Rewrite everything from the line containing "It would mean a lot if you could detect the butterfly" down to the line containing "[419,169,458,235]", with "butterfly antenna" replaced by "moth antenna" and nothing else changed.
--- Begin Rows ---
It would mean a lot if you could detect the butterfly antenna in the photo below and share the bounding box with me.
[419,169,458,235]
--- End Rows ---
--- Begin Rows ---
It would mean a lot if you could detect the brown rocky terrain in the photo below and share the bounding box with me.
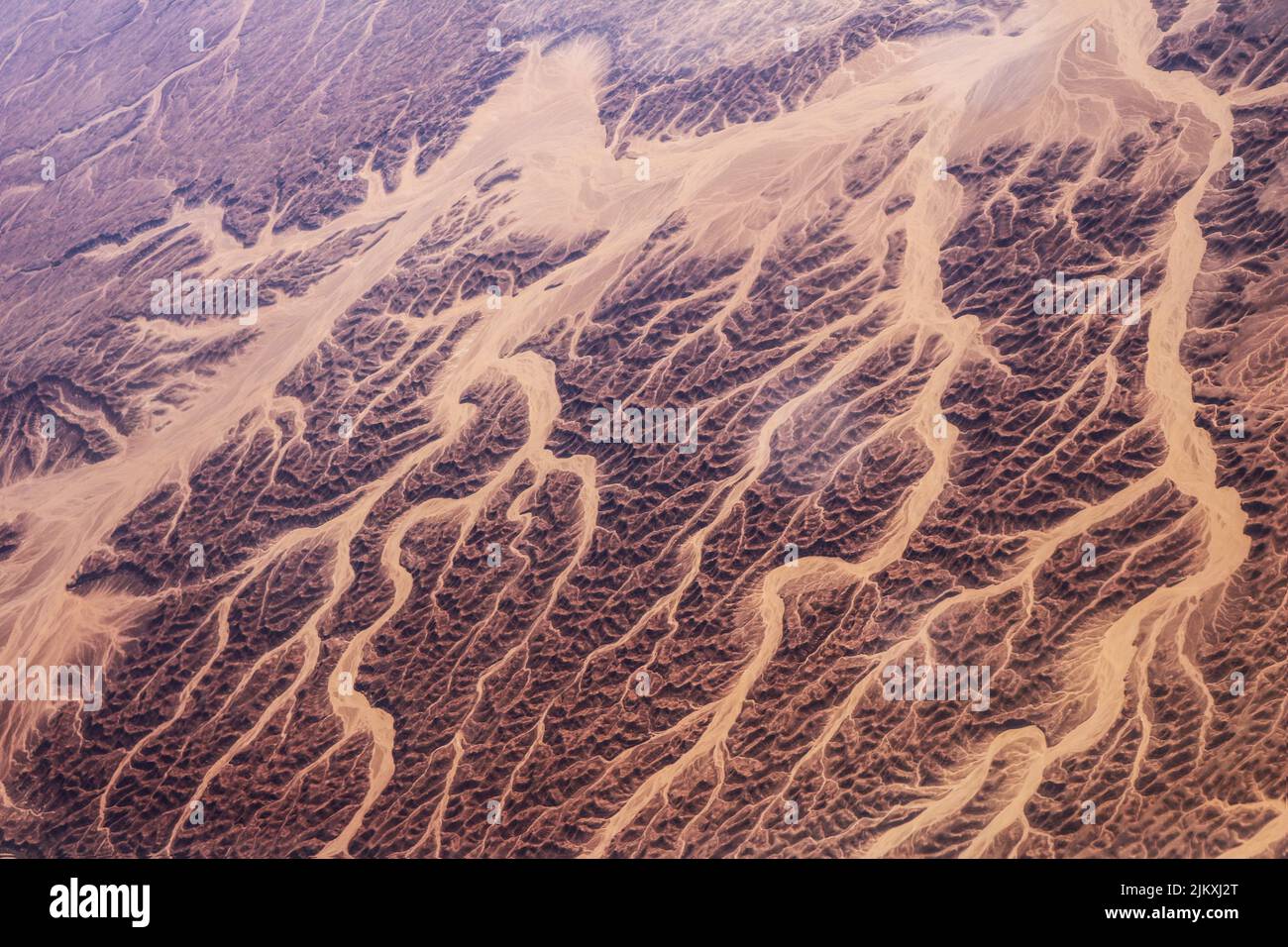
--- End Rows ---
--- Begin Rows ---
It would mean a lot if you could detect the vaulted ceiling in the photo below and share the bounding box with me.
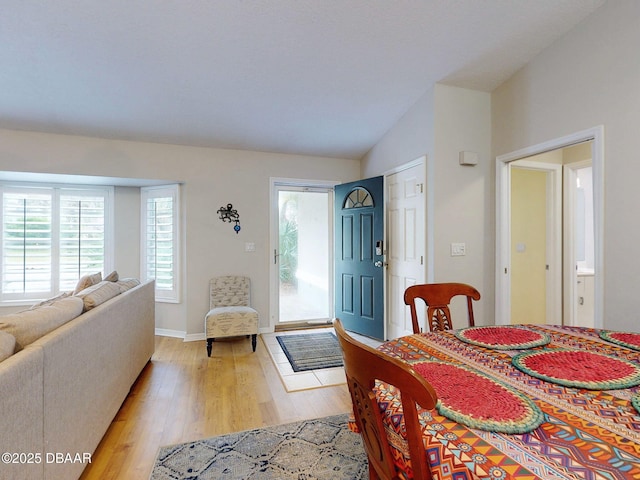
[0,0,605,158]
--- End Rows ---
_Output for this task_
It would mean a lot if you could detect the moth antenna in the photo below and share the bounding box with me.
[419,169,458,235]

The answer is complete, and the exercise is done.